Selected excerpt →
** Begin **

AmpliMy project to give a voice to those who have trouble being heard

9/22/2015 Jodi Heckel, U of I News Bureau

An Illinois student cerebral palsy is working with industrial design professor Deana McDonagh and Skot Wiedmann, a technician in ECE ILLINOIS' Electronic Services Shop, to design and build a voice amplifier called AmpliMy.

Written by Jodi Heckel, U of I News Bureau

Alexis Wernsing, a University of Illinois student majoring in art history, has cerebral palsy, and her voice is not powerful. It is not hard for someone to hear her when talking one-on-one in a quiet space, but in a noisier atmosphere such as a cafeteria, it’s impossible.

From left to right: Skot Wiedmann, Alexis Wernsing, Deana McDonagh, and Rachel Graddy.
From left to right: Skot Wiedmann, Alexis Wernsing, Deana McDonagh, and Rachel Graddy.

** End **

Source material →
** Begin **

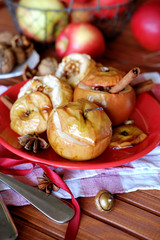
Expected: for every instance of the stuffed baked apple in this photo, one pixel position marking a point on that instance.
(74, 67)
(79, 130)
(110, 89)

** End **

Write the next part of the article about the AmpliMy voice amplifier, starting after its last line. The material has no connection to the article about the AmpliMy voice amplifier.

Result for this exercise →
She has tried using voice amplifiers, but none worked very well for her. Either they generated too much feedback or they weren’t loud or clear enough, and it was hard to keep the microphone in the proper position. And she is unable to manipulate the knobs and switches that work them.

But Wernsing hopes to have a voice amplifier that will attach to her wheelchair and that she can operate herself. She is working with industrial design Professor Deana McDonagh and Skot P Wiedmann, a graduate of the School of Art and Design and technician in ECE ILLINOIS' Electronics Services Shop. They will design and build a voice amplifier called AmpliMy.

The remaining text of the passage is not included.